### What is needed
Rewrite every one of the lines below with "drill" changed to "exercise" and everything else kept the same. Do not include the pictures in your answer.

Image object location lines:
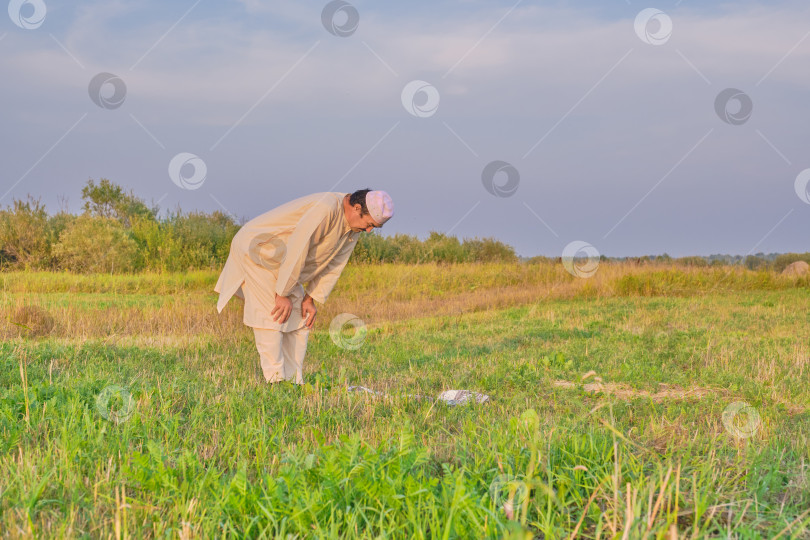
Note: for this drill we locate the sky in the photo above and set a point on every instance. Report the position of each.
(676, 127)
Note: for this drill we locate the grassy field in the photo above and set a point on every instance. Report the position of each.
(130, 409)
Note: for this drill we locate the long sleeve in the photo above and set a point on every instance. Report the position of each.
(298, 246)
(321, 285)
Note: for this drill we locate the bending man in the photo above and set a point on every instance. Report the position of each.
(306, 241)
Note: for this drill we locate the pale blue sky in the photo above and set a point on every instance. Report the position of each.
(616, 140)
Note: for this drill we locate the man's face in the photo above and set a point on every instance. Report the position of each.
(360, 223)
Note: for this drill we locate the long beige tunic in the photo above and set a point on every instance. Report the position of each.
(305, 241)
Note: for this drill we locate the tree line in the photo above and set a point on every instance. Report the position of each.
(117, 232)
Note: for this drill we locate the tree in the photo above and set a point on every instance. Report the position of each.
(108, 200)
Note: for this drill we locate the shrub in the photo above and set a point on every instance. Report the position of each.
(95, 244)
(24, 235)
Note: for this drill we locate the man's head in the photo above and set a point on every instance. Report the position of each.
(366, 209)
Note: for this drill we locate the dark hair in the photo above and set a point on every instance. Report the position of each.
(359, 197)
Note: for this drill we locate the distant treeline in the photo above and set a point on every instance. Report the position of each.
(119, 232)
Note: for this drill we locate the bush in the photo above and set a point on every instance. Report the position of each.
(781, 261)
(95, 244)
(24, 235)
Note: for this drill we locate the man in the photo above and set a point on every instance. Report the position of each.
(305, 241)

### Result of the task
Note: for this exercise we locate the sky in the photo above and set a point on every instance. Report the position of each.
(676, 127)
Note: for this exercise we locate the grassy field in the photo above and set a point on every instance. Report the position of each.
(130, 409)
Note: for this exercise we locate the long sleeve in the photo above and set a point on every instance. Report the position of each.
(298, 246)
(321, 285)
Note: for this exercise we locate the bending man in the photo above and set a point on every instance. Report the position of each.
(306, 241)
Note: for this exercise we locate the pale blue sky in the photo above and set a point on every instance. Report the position of each.
(616, 140)
Note: for this exercise we locate the man's face in the photo above and set a point on every instance. Report the position of each.
(360, 223)
Note: for this exercise we locate the long beige tunic in the photo above and set a point on every instance. Report the position of each.
(305, 241)
Note: for this exercise we locate the tree line in the photo above and set a point on every instance. Report the position of each.
(117, 232)
Note: for this exercise we locate the tree in the photo above and set a point on every instance. Report the position of each.
(108, 200)
Note: for this exercise we locate the shrub in the photo above and set a point on every instance. Report the position of each.
(95, 244)
(24, 235)
Note: for this exercise we locate the man's head in the photo above and set a point on every instance. Report the position of each.
(366, 209)
Note: for this exercise we locate the dark hair in the photo above and set a point on every instance. Report the position of each.
(359, 197)
Note: for this exercise we locate the distant treeline in the photo above and set a point on every instance. Report the position of each.
(119, 232)
Note: for this exercise we locate the bush in the photo above and set a point on every instance. Report the position of each.
(781, 261)
(95, 244)
(24, 235)
Note: for this exercise we locate the man in the photo above and set a point on every instance. Report the position of each.
(305, 241)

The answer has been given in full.